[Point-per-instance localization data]
---------------

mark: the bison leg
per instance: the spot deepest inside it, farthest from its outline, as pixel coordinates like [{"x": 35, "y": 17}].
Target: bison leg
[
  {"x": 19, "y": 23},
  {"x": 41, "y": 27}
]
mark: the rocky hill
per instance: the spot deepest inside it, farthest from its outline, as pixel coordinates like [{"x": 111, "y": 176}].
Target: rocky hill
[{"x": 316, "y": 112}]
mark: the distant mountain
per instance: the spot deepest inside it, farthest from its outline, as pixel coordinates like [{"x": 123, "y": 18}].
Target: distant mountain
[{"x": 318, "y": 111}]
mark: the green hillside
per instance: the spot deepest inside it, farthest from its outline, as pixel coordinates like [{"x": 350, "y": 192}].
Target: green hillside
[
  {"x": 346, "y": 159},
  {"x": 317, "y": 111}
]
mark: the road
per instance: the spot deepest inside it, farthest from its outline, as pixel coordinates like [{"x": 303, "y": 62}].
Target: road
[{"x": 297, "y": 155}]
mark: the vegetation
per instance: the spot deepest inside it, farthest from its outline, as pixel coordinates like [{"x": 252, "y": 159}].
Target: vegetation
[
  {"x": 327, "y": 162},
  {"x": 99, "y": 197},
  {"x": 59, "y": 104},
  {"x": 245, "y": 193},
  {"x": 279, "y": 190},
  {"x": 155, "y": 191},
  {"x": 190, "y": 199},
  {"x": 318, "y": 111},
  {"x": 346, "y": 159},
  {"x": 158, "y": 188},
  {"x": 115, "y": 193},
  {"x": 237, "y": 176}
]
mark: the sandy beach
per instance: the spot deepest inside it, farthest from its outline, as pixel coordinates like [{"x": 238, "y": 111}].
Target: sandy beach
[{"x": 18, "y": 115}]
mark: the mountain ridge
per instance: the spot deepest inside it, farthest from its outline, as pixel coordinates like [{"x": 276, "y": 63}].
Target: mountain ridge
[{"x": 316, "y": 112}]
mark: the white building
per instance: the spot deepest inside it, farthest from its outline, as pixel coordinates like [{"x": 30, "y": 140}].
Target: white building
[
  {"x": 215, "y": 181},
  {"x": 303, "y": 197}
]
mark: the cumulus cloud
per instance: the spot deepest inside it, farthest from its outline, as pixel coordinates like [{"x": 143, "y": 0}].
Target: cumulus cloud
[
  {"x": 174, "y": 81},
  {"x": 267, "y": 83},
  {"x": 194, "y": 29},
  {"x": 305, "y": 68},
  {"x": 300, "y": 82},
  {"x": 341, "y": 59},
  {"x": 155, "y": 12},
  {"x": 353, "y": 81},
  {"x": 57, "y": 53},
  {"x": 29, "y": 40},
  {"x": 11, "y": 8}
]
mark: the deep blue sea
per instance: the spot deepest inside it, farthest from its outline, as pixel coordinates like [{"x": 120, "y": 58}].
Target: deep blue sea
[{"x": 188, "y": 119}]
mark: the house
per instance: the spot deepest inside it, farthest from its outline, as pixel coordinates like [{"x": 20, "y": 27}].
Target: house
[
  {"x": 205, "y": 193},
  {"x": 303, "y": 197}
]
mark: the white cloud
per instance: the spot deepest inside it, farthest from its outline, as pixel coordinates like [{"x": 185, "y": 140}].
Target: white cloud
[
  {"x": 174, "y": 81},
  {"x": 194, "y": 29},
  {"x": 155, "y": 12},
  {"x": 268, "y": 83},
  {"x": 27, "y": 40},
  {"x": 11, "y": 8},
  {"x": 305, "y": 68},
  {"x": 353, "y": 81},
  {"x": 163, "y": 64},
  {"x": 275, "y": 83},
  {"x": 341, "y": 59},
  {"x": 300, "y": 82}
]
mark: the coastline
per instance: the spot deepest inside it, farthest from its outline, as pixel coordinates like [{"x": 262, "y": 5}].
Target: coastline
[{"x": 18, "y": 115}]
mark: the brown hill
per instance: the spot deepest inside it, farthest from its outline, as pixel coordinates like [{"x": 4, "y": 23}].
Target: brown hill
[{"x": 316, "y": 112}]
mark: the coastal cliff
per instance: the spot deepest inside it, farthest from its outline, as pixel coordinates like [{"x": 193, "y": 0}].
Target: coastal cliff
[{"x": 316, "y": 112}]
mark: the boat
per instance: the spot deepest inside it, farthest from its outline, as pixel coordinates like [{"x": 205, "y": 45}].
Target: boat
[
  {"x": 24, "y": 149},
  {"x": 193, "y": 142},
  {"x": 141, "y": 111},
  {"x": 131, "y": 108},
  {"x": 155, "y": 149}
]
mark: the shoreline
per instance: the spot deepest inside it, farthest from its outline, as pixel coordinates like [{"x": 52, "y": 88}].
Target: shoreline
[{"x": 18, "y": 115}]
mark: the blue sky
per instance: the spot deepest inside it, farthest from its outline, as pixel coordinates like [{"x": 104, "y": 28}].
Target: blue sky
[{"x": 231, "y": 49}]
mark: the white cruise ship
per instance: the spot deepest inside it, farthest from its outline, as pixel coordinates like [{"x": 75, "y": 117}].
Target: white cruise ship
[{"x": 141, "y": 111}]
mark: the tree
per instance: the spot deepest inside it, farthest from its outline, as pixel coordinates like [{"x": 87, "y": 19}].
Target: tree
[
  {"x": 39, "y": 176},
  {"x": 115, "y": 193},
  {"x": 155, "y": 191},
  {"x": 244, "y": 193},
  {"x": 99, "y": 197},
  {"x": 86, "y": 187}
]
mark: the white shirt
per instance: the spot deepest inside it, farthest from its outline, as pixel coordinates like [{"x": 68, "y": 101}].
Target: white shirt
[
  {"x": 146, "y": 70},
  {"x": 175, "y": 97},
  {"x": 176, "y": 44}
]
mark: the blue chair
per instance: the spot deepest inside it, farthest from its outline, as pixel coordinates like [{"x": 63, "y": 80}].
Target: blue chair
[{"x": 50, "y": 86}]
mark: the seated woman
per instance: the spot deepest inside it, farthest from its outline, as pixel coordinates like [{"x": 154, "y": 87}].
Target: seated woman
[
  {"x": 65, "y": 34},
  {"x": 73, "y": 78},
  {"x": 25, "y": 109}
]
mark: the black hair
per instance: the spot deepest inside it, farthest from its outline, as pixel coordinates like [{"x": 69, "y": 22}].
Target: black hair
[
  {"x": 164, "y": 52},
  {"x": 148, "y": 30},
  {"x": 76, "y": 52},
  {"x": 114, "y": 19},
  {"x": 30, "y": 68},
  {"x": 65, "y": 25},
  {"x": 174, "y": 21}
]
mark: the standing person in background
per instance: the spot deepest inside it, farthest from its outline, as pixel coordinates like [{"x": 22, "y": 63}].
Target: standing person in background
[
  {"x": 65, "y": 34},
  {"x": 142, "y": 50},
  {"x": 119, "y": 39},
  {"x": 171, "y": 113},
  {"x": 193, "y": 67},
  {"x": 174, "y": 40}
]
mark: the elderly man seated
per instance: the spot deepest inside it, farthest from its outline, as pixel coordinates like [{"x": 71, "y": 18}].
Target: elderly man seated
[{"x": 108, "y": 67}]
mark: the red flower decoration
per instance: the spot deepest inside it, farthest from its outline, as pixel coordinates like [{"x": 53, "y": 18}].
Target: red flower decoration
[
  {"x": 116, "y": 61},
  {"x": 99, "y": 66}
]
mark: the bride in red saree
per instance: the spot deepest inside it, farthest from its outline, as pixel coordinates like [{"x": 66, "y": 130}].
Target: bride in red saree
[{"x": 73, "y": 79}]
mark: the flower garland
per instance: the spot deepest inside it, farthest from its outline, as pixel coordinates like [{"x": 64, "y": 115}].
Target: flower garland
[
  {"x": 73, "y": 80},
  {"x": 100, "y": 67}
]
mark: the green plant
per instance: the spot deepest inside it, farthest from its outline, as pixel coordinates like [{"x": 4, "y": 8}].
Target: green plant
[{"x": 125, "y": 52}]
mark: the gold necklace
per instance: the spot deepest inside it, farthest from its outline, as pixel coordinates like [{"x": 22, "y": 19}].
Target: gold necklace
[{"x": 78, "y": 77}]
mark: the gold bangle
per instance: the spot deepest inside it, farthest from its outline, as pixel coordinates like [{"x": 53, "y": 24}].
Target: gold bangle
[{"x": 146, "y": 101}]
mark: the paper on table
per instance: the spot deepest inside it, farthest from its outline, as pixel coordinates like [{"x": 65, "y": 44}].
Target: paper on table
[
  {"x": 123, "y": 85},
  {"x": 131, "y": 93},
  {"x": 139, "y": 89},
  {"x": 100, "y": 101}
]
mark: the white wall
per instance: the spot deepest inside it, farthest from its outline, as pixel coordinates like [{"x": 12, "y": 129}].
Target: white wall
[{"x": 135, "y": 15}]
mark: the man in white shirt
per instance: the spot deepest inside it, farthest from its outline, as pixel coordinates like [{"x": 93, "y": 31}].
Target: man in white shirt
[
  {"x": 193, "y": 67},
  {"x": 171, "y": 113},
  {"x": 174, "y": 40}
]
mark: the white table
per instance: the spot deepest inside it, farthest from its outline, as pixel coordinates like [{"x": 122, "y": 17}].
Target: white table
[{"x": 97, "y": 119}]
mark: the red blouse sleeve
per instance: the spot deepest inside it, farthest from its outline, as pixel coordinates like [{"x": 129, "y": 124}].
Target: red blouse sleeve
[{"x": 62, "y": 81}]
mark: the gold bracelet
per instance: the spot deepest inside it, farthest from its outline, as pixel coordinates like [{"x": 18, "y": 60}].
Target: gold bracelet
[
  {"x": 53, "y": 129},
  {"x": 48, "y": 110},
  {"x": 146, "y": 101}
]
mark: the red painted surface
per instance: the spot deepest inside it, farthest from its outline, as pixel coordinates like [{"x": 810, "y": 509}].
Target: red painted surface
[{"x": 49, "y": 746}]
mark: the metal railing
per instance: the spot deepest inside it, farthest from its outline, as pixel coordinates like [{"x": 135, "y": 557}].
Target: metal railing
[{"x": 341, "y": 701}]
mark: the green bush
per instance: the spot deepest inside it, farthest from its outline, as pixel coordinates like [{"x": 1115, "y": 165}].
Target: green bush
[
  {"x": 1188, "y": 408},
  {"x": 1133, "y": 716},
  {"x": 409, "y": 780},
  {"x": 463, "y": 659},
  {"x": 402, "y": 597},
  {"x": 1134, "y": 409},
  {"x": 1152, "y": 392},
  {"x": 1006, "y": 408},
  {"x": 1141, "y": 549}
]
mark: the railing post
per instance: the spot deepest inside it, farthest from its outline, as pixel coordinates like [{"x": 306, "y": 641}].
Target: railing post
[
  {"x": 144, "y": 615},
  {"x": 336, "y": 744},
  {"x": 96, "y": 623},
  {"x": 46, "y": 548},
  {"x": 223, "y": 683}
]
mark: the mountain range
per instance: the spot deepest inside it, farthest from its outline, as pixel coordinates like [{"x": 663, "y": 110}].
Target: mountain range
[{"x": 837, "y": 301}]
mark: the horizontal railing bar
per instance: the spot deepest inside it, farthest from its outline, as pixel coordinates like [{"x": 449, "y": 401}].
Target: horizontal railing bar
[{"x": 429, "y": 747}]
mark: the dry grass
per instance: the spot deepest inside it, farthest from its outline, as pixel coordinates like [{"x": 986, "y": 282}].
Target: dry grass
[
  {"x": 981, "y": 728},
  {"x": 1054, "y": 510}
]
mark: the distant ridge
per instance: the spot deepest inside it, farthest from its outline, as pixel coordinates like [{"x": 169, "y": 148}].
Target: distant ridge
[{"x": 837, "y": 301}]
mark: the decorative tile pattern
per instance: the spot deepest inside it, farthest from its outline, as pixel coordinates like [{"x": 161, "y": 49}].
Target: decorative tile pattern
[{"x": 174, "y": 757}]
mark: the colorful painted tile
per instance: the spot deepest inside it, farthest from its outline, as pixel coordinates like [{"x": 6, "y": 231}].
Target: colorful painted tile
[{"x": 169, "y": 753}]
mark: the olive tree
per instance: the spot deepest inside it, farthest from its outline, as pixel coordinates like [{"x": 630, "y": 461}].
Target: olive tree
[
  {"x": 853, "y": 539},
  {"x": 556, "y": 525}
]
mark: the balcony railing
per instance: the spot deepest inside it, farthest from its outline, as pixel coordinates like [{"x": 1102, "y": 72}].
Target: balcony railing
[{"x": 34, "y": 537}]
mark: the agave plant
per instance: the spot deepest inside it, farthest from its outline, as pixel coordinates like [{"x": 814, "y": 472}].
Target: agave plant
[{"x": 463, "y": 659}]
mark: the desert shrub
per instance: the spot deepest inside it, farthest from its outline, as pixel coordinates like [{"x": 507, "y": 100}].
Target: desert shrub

---------------

## Action item
Show every line of the data that includes the string "desert".

## Result of the task
mark: the desert shrub
Target: desert shrub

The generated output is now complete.